I believe this is already fixed. There are cases where TEST2 should not
be performed cause it is not appropriate for that case, such as
Broadcast and Multicast, Symmetric Passive, etc.

> 
>>> It's not a big deal and the fix is simple. Unfortunately, it will
>>> probably need to wait until ntpd as a client is fixed to not violate
>>> the RFC (increasing the polling rate when the received KoD poll is
>>> small) and this fixed version is widely used.
>>
>> It does NOT violate the RFC.
> 
> I think it does. The description of the RATE code in the section 7.4.,
> to which you were referring before, currently says:
> 
>    For kiss code RATE, the client MUST immediately increase its
>    polling interval to that server and continue to increase it
>    each time it receives a RATE kiss code.
> 
> It doesn't explain how exactly should be the polling interval
> increased, but I think it's clear it doesn't allow the client to
> immediatelly reduce its interval as ntpd does when the KoD RATE poll
> and the configured minpoll are both smaller than the current host
> poll.
> 

I think that it is a bit ambiguous to say "continue to increase it each
time it receives a RATE kiss code" in the sense that if it is smaller
that the server wants it should increase its poll interval but it could
be interpreted as increase the poll interval from the last time the
server told it to increase it. The former seems more logical.

>>> Right. But look at it from the client's point of view. It's still
>>> getting good replies to a fraction of its queries and this fraction
>>> doesn't change with the attacker's sending rate (until the network is
>>> overloaded).
>>
>> It would likely be days before a real reply to the target systems
>> request would come through with valid timestamps and that's not likely
>> to help the situation.
> 
> That only depends on the rate limiting configuration. It the server
> responded on average once per eight request (to match the maximum
> number of consecutive measurements that can be dropped in the ntpd
> clock filter), with the default maximum polling interval of 1024
> seconds the average server response interval would be about 2 hours.
> 
>>> Yes, but there is probably nothing that could be done about it. The
>>> server could try to track all NTP clients (not SNTP) by saving the tx
>>> timestamps and comparing them to the client's org timestamps, but that
>>> would basically turn it into something like TCP and bring all the
>>> problems it has.
>>
>> Huh? When the server gets the packet there's only one timestamp in the
>> packet and that's the senders "origin" timestamp (spoofed or otherwise).
>> So what does it have to compare it against?
> 
> NTP (but not necessarily SNTP) clients set the origin timestamp in
> their requests to the transmit timestamp from the previous server
> reply. If the server saved its transmit timestamps it could check if
> the client received the previous reply and therefore know the request
> is not from a spoofed IP address.

Not really. It will never know if the server received a reply or dropped
it because it was marked as invalid. Clients don't resend the same
origin timestamp, it will always be new, and it's not going to resend
the servers last transmit timestamp.

* **Material**:
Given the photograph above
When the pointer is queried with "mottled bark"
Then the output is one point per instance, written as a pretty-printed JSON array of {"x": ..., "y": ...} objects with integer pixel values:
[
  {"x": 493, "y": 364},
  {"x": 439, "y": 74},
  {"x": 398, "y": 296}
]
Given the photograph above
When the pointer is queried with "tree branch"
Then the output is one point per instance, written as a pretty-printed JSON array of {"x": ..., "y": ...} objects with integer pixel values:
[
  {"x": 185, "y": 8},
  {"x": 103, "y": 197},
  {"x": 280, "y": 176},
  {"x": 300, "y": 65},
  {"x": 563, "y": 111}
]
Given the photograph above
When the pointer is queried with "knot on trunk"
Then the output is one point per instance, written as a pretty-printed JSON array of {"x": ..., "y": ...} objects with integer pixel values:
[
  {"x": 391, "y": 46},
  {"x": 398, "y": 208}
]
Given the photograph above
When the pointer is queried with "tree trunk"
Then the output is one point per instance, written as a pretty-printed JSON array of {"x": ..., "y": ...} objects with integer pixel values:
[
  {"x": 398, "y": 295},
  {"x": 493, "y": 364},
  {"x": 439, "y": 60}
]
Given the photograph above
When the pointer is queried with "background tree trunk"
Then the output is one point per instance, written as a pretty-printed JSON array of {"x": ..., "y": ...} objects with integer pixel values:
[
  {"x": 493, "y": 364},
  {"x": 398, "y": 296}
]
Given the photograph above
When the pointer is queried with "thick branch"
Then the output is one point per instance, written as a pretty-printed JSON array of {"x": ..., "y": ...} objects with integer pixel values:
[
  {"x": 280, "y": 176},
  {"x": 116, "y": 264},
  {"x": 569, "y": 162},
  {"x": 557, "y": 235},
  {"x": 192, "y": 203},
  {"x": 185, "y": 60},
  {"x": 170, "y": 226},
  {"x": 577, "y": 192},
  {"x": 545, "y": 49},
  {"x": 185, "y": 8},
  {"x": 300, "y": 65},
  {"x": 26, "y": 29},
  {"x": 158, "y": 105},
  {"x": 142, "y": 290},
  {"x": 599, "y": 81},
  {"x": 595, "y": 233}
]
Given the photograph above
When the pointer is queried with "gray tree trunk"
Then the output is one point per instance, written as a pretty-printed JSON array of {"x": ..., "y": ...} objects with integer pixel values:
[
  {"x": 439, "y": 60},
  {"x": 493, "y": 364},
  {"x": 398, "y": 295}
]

* **Tasks to perform**:
1. In the NTP discussion, what does the RFC's description of kiss code RATE say the client MUST do?
2. Gather every line of the records that contains the string "tree". Case counts.

* **Results by task**:
1. It must immediately increase its polling interval to that server and keep increasing it each time it receives a RATE kiss code.

2.
When the pointer is queried with "tree branch"
When the pointer is queried with "tree trunk"
When the pointer is queried with "background tree trunk"
When the pointer is queried with "gray tree trunk"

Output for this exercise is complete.